### Aim of the exercise:
Reproduce exactly the line that includes "Target: palm tree" and all lines after it, ending with the last line of the data.

[Opening Data listing section]

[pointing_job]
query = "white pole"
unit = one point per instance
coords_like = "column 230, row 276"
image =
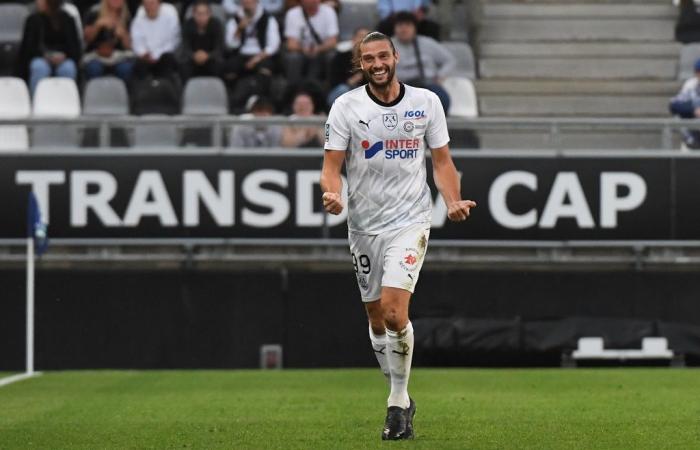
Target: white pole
column 30, row 306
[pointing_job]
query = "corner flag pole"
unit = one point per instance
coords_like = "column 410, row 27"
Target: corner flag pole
column 37, row 243
column 30, row 305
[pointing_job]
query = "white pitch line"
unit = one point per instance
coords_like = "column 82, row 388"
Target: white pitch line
column 18, row 377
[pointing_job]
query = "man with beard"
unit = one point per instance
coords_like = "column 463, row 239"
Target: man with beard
column 381, row 131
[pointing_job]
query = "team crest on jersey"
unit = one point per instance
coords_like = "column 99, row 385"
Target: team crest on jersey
column 410, row 260
column 390, row 120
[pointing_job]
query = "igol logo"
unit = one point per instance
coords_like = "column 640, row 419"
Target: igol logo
column 395, row 148
column 371, row 151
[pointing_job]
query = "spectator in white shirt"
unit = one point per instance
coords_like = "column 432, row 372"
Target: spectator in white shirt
column 253, row 41
column 155, row 36
column 311, row 32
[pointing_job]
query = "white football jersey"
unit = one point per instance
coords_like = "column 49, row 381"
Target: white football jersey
column 385, row 145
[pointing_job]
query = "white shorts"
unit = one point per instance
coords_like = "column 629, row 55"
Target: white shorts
column 391, row 259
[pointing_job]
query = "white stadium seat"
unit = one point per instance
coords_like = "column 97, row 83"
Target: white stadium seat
column 14, row 104
column 56, row 98
column 463, row 101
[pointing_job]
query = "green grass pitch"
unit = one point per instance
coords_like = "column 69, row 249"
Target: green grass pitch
column 318, row 409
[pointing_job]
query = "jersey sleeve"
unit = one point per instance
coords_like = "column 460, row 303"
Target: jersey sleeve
column 337, row 131
column 436, row 134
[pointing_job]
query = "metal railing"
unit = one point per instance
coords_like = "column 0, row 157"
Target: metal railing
column 553, row 128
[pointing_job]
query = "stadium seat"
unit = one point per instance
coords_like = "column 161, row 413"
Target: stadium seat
column 462, row 97
column 689, row 54
column 155, row 135
column 355, row 15
column 105, row 96
column 12, row 17
column 465, row 59
column 205, row 96
column 14, row 104
column 56, row 98
column 155, row 96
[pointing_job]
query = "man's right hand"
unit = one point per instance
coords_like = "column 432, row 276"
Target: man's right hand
column 332, row 203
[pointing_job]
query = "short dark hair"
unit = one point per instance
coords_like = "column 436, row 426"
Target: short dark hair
column 371, row 37
column 405, row 17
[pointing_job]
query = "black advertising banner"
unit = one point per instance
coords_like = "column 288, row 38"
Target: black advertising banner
column 272, row 195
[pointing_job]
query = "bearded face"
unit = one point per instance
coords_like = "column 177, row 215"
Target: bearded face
column 378, row 63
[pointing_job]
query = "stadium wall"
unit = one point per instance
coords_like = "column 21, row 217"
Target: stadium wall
column 196, row 319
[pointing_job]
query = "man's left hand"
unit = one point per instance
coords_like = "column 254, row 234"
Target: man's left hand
column 459, row 211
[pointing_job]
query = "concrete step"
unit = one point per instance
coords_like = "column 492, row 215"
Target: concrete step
column 576, row 87
column 581, row 49
column 574, row 105
column 582, row 68
column 581, row 140
column 533, row 30
column 580, row 10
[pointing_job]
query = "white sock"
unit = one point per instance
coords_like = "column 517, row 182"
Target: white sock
column 379, row 347
column 399, row 352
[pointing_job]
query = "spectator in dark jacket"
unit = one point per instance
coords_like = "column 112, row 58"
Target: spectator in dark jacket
column 50, row 44
column 202, row 43
column 253, row 40
column 108, row 41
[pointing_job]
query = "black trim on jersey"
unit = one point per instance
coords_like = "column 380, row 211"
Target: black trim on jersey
column 396, row 101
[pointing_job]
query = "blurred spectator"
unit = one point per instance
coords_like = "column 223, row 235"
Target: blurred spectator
column 108, row 41
column 247, row 136
column 688, row 24
column 201, row 53
column 302, row 136
column 423, row 62
column 50, row 44
column 311, row 32
column 343, row 76
column 155, row 36
column 253, row 37
column 686, row 104
column 388, row 9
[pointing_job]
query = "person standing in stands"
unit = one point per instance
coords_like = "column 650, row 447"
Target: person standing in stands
column 108, row 41
column 311, row 32
column 686, row 105
column 424, row 61
column 50, row 44
column 155, row 38
column 253, row 40
column 201, row 53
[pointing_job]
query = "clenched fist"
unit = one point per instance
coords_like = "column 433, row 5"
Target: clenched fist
column 459, row 211
column 332, row 203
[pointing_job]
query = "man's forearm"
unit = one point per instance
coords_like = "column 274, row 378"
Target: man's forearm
column 447, row 181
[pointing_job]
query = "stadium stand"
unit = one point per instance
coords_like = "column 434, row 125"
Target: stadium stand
column 56, row 97
column 465, row 59
column 463, row 95
column 688, row 55
column 356, row 14
column 151, row 135
column 14, row 104
column 105, row 96
column 12, row 17
column 559, row 59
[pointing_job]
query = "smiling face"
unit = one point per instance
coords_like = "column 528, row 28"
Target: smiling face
column 378, row 62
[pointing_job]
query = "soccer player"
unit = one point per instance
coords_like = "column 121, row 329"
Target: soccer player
column 381, row 131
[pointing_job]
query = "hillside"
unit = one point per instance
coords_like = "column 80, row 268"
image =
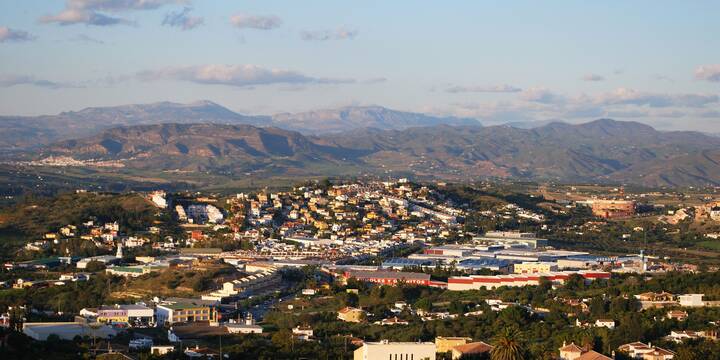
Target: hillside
column 599, row 151
column 201, row 147
column 20, row 132
column 28, row 131
column 359, row 117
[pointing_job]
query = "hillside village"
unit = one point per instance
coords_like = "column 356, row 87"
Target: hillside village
column 236, row 264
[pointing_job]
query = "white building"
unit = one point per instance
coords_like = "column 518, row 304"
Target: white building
column 691, row 300
column 247, row 327
column 67, row 330
column 158, row 198
column 396, row 350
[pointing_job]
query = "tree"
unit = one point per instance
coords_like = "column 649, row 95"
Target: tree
column 508, row 345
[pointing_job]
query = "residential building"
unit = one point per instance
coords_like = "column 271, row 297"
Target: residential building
column 691, row 300
column 445, row 344
column 471, row 349
column 638, row 350
column 396, row 350
column 351, row 314
column 608, row 323
column 678, row 315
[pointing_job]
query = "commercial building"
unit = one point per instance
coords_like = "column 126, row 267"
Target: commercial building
column 535, row 267
column 67, row 330
column 389, row 277
column 493, row 264
column 511, row 238
column 186, row 310
column 400, row 263
column 613, row 209
column 395, row 350
column 474, row 282
column 132, row 313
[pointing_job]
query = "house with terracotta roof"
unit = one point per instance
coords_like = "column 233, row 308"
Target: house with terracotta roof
column 446, row 343
column 679, row 315
column 593, row 355
column 392, row 321
column 574, row 352
column 351, row 314
column 473, row 348
column 570, row 351
column 638, row 350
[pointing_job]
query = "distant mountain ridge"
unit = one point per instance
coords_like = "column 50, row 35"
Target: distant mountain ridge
column 604, row 150
column 18, row 132
column 358, row 117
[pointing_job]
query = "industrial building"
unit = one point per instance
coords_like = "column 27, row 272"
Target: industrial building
column 475, row 282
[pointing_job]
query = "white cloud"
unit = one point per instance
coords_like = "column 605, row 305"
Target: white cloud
column 483, row 89
column 7, row 35
column 14, row 80
column 708, row 72
column 593, row 77
column 87, row 39
column 182, row 19
column 260, row 22
column 540, row 95
column 324, row 35
column 624, row 96
column 236, row 75
column 89, row 12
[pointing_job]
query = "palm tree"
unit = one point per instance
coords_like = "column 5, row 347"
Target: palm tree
column 508, row 345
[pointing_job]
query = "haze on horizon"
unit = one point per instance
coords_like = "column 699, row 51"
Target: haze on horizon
column 656, row 62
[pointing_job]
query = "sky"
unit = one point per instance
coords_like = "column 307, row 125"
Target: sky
column 657, row 62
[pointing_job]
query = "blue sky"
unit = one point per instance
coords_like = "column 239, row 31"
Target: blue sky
column 652, row 61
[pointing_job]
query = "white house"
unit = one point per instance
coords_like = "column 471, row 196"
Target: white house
column 395, row 350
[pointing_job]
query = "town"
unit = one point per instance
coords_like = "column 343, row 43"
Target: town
column 363, row 270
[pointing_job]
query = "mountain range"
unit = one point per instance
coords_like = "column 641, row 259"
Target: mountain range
column 599, row 151
column 20, row 132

[Closing Data listing section]

### Task solution:
Target: palm tree
column 508, row 345
[pointing_job]
query = "haze on horizon"
unit = one point per instance
coords_like = "column 699, row 51"
Target: haze on horizon
column 656, row 62
[pointing_job]
query = "sky"
unit = one point per instance
coords_like = "column 307, row 125"
Target: sky
column 657, row 62
[pointing_job]
query = "blue sky"
unit = one point per instance
coords_like = "column 239, row 31"
Target: blue sky
column 652, row 61
[pointing_job]
query = "white house"
unit = one point per instance
coords_like = "column 471, row 196"
Target: white house
column 395, row 350
[pointing_job]
query = "town"
unit = one point per instance
coords_like = "column 343, row 43"
Target: town
column 363, row 270
[pointing_job]
query = "mountain range"
unit = one point per instance
coords_like = "column 641, row 259"
Target: mountain range
column 599, row 151
column 20, row 132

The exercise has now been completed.